Excerpts of labeled region data:
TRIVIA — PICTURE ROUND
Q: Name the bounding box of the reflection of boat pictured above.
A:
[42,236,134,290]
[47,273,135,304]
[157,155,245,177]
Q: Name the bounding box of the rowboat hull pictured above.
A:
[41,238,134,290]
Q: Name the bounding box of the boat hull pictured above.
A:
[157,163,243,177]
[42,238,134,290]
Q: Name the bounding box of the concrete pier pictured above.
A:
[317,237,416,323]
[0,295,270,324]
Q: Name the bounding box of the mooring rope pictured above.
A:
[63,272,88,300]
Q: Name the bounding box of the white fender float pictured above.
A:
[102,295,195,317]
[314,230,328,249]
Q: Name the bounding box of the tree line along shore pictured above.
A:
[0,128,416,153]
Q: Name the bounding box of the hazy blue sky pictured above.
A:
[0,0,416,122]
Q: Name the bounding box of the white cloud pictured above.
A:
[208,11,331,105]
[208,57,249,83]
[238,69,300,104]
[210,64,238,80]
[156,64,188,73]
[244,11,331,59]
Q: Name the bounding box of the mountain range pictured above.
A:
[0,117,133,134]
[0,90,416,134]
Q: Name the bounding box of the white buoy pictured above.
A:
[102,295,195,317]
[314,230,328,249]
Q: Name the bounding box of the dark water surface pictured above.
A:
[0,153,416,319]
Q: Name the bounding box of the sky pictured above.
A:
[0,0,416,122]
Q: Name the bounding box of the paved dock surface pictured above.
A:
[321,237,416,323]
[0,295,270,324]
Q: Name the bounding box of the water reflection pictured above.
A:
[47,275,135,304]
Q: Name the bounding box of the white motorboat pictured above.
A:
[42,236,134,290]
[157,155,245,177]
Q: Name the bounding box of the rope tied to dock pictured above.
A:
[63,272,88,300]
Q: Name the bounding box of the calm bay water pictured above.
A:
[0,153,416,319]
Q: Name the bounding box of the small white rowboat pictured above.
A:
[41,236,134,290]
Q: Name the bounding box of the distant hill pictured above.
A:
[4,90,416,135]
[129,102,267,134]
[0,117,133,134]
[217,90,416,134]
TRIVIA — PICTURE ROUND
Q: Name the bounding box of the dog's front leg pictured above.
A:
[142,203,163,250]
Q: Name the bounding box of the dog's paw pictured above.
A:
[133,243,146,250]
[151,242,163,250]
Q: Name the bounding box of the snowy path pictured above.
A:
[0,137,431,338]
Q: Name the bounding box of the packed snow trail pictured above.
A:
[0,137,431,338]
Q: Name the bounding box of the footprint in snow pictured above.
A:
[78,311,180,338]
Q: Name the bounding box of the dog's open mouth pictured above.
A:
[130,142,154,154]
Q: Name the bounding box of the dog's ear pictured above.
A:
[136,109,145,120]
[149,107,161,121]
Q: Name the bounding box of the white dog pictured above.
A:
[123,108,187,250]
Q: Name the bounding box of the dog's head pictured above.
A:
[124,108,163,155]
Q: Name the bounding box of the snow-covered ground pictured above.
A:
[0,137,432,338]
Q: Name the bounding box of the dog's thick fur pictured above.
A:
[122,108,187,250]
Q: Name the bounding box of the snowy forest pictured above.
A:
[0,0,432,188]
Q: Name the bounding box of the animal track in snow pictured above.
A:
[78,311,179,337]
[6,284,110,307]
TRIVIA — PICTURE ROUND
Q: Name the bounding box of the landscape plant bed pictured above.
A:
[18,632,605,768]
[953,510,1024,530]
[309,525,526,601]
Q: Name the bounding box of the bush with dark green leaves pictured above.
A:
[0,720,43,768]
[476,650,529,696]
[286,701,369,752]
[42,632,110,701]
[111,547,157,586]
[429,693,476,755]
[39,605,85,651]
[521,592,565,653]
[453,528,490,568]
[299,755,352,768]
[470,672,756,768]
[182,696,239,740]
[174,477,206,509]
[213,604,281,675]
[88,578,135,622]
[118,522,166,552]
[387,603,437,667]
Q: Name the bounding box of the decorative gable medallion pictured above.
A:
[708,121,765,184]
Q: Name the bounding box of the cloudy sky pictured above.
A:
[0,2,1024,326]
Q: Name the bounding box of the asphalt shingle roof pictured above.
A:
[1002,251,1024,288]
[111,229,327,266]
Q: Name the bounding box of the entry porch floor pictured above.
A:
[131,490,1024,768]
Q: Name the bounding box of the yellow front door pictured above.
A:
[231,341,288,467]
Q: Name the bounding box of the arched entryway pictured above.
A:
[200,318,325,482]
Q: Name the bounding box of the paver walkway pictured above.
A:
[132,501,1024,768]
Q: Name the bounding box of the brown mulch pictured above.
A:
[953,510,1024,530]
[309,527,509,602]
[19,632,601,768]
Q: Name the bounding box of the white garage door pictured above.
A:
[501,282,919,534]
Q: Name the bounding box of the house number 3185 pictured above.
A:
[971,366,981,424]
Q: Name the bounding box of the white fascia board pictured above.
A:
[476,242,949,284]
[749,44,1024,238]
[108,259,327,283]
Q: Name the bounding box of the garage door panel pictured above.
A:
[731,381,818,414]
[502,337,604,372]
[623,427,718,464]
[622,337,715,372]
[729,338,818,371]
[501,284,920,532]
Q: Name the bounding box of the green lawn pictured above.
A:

Task: Could you reproduce all the data, substituting "shown here" for every "pictured above" and leaving everything else unchanged?

The result:
TRIVIA — PICTURE ROUND
Q: Name the bounding box of the reflection of boat shown here.
A:
[42,236,134,290]
[47,273,135,304]
[157,155,245,177]
Q: Name the bounding box of the rowboat hull shown here.
A:
[41,238,134,290]
Q: Name the bounding box of the boat hull shown here.
A:
[157,163,243,177]
[42,238,134,290]
Q: Name the bounding box of the concrete pier shown here.
A:
[317,237,416,323]
[0,295,270,324]
Q: Name the bounding box of the mooring rope shown here.
A:
[63,272,88,300]
Q: Name the bounding box of the white fender float shown here.
A:
[102,295,195,317]
[314,230,328,249]
Q: Name the bounding box of the tree line along shore shown here.
A:
[0,128,416,153]
Q: Name the bounding box of the hazy blue sky shown here.
A:
[0,0,416,122]
Q: Name the bounding box of the white cloud shown here.
A:
[208,11,331,105]
[208,57,249,83]
[238,69,300,104]
[210,64,238,80]
[156,64,188,73]
[244,11,331,59]
Q: Name the bounding box of the mountain range shown here.
A:
[0,117,133,134]
[0,90,416,134]
Q: Name the bounding box of the white buoy shown here.
A:
[102,295,195,317]
[314,230,328,249]
Q: Name the bounding box of the dark water surface shown here.
A:
[0,153,416,319]
Q: Name the bounding box of the sky shown here.
A:
[0,0,416,122]
Q: Name the bounding box of the paved dock surface shown here.
A:
[321,237,416,323]
[0,295,270,324]
Q: Name the bounding box of the water reflection shown here.
A:
[47,275,135,304]
Q: Name the bounding box of the white motorboat shown here.
A:
[42,236,134,290]
[157,155,245,177]
Q: Name the bounding box of the rope tied to dock shown here.
A:
[63,272,88,300]
Q: Name the bounding box of the calm bay water shown here.
A:
[0,153,416,319]
Q: Name the bounding box of the small white rowboat shown here.
A:
[41,236,134,290]
Q: Name the bounding box of the distant hill shown here.
A:
[4,90,416,135]
[129,102,267,134]
[0,117,133,134]
[217,90,416,134]
TRIVIA — PICTURE ROUND
Q: Name the bounding box of the dog's front leg shown here.
A:
[142,203,163,250]
Q: Name the bounding box of the dog's paw shown here.
A:
[133,243,146,250]
[151,242,163,250]
Q: Name the bounding box of the snowy path shown here.
A:
[0,137,431,338]
Q: Name the bounding box of the packed snow trail shown here.
A:
[0,137,431,338]
Q: Name the bounding box of the footprint in snow shown here.
A:
[78,311,180,338]
Q: Name the bounding box of the dog's open mouth shown here.
A:
[130,142,154,154]
Q: Name the bounding box of the dog's ear shown here.
A:
[136,109,145,120]
[149,107,161,121]
Q: Name the bounding box of the white dog shown here.
A:
[123,108,187,250]
Q: Name the bounding box of the dog's head shown here.
A:
[124,108,163,155]
Q: Name the bounding box of the snow-covered ground shown here.
A:
[0,137,432,338]
Q: Name the bounding box of the dog's thick fur shown here.
A:
[122,108,187,250]
Q: Name the bounding box of the snowy forest shown here.
A:
[0,0,432,188]
Q: Name the bounding box of the animal track in snow shown here.
A:
[78,311,179,337]
[6,284,110,307]
TRIVIA — PICTURE ROUND
Q: Name the bounding box of the landscape plant bed shown here.
A:
[18,632,605,768]
[953,510,1024,530]
[309,525,526,601]
Q: Name the bounding box of the bush with dark green leaves shown here.
A:
[0,720,43,768]
[476,650,529,696]
[286,701,369,752]
[42,632,110,701]
[111,547,157,586]
[429,693,476,755]
[39,605,85,651]
[521,592,565,653]
[453,528,490,568]
[299,755,352,768]
[470,672,756,768]
[182,696,239,740]
[174,477,206,509]
[213,604,281,675]
[88,578,135,622]
[118,522,166,552]
[387,603,437,667]
Q: Name the bounding box of the decorative gable medallion shown here.
A:
[708,121,765,184]
Q: Name the bounding box of the cloudy sky shown here.
A:
[0,2,1024,326]
Q: Name the bounding box of the asphalt shingle roof shown here.
A:
[1002,251,1024,288]
[111,229,327,266]
Q: Name the bounding box of the entry porch floor shown here.
A:
[131,490,1024,768]
Q: Name the bounding box of the yellow front door shown here.
A:
[231,341,288,467]
Q: Name the bounding box of the arched entryway shown here.
A:
[200,318,325,482]
Q: Name the bounding box of the paver walkway shown here.
A:
[132,501,1024,768]
Q: Name the bounding box of the brown mulch shown here.
A:
[953,510,1024,530]
[309,527,509,602]
[19,632,601,768]
Q: Name the bounding box of the white garage door shown here.
A:
[501,282,919,534]
Q: Name the bounding box of the house number 3185 shown here.
A:
[971,366,981,424]
Q: Name the bounding box of the white fascia board shown here.
A:
[476,242,949,284]
[749,44,1024,238]
[108,259,327,283]
Q: Name the bounding box of the garage door panel shown here.
A:
[731,381,818,414]
[502,337,604,372]
[623,427,718,464]
[622,337,715,372]
[729,338,818,371]
[501,284,920,532]
Q: Name the bounding box of the green lawn shown here.
A:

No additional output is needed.